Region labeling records
= = =

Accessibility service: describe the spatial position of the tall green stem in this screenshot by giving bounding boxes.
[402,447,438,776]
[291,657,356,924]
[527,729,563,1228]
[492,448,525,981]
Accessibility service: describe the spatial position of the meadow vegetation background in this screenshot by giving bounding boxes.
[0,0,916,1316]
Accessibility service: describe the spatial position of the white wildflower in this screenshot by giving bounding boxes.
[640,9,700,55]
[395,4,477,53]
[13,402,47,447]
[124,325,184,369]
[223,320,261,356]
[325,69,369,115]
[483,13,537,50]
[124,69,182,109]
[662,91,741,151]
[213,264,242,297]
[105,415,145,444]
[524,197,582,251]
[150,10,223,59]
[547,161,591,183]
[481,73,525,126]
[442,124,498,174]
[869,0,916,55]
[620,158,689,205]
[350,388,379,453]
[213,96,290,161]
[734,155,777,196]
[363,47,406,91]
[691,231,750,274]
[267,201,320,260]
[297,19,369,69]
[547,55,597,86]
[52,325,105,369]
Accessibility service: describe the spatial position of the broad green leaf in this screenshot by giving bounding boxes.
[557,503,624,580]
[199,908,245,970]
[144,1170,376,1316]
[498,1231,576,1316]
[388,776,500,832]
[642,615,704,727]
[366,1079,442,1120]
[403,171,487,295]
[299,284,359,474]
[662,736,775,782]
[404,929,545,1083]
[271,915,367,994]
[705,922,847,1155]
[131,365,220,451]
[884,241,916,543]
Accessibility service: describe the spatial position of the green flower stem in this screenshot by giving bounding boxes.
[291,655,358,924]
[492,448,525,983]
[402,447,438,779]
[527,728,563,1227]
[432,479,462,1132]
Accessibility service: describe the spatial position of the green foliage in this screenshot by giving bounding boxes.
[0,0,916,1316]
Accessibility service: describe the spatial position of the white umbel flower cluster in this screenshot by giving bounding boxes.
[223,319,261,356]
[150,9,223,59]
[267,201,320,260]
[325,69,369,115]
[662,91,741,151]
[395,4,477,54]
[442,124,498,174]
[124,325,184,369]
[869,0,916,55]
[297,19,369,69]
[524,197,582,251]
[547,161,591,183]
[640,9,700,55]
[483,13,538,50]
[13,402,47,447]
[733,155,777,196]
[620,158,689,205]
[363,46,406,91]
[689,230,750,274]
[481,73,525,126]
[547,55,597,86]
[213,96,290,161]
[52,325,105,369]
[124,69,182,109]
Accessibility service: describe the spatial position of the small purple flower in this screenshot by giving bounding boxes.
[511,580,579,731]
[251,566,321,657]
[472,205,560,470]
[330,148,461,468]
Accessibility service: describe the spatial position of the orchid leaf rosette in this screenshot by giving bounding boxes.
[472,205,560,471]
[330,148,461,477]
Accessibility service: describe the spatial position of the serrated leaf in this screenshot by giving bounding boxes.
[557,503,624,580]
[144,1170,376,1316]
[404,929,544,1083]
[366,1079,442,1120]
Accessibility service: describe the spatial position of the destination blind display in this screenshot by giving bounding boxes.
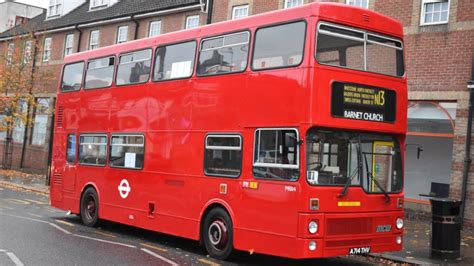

= = =

_EXERCISE DESCRIPTION:_ Reproduce all of the data above with every "screenshot" replaced by "image" and nothing else changed. Omit the pictures.

_RESULT BELOW:_
Accessibility service: describe the spatial position of the tall green stem in this image by giving bounding boxes.
[402,447,438,776]
[291,657,356,924]
[527,729,563,1228]
[492,448,525,981]
Accessibility service: describe the spatial position of the meadow vegetation background in this image by giving bounding boxes.
[0,0,916,1316]
Accessibility service: describe the spatial position of the white wildflower in this image by giving bounding boxes.
[640,9,700,55]
[395,4,477,53]
[13,402,47,447]
[124,325,184,369]
[223,320,261,356]
[325,69,369,115]
[483,13,537,50]
[124,69,182,109]
[662,91,741,151]
[213,264,242,297]
[105,415,145,444]
[524,197,582,251]
[150,10,223,59]
[547,161,591,183]
[481,73,525,126]
[442,124,498,174]
[869,0,916,55]
[620,158,689,205]
[350,388,379,453]
[213,96,290,161]
[734,155,777,196]
[363,47,406,91]
[691,231,750,274]
[267,201,320,260]
[297,19,369,69]
[547,55,597,86]
[52,325,105,369]
Accessibility service: describe the spatial position of the broad green leaf in this image by giving bounding boxes.
[557,503,624,580]
[199,908,245,970]
[144,1170,376,1316]
[498,1231,576,1316]
[388,776,500,832]
[642,615,704,727]
[366,1079,442,1120]
[403,171,487,295]
[299,284,359,474]
[662,736,775,782]
[404,929,545,1083]
[271,915,367,994]
[705,922,847,1155]
[131,365,220,451]
[884,241,916,543]
Accessibility service: describe the spatial position of the green flower stem in this image by giving bounding boxes.
[291,655,358,924]
[492,448,525,983]
[402,447,438,779]
[527,728,563,1227]
[432,479,462,1132]
Accessibility service: describe the spatial position of the green foliage in this image by giving bounding boxes.
[0,0,916,1316]
Accessibility service: describe the spatial position of the white umbel flower cluster in this image by giving bounding boxes.
[223,319,261,356]
[150,9,223,59]
[267,201,320,260]
[325,69,369,115]
[662,91,741,151]
[395,4,477,54]
[442,124,498,174]
[124,325,184,369]
[869,0,916,55]
[297,19,369,69]
[524,197,582,251]
[547,161,591,183]
[640,9,700,55]
[483,13,538,50]
[13,402,47,447]
[733,155,777,196]
[620,158,689,205]
[363,46,406,91]
[689,230,750,274]
[481,73,525,126]
[547,55,597,86]
[213,96,290,161]
[52,325,105,369]
[124,69,182,109]
Accessibility service: describe the spatial position of the small purple flower in this image by giving bounding boxes.
[511,580,579,731]
[251,566,321,657]
[472,205,560,470]
[330,148,461,468]
Accessibility service: describe the spatial position of the orchid leaf rosette in this image by giving bounding boxes.
[472,205,560,471]
[330,148,461,477]
Accessibility service: describe the spatial position of the serrated leaf in this image by giving bounding boxes.
[557,503,624,580]
[144,1170,376,1316]
[404,929,544,1083]
[366,1079,442,1120]
Accessibility service: describe the spatial position of the destination blind display in this image by giving bounding boxes.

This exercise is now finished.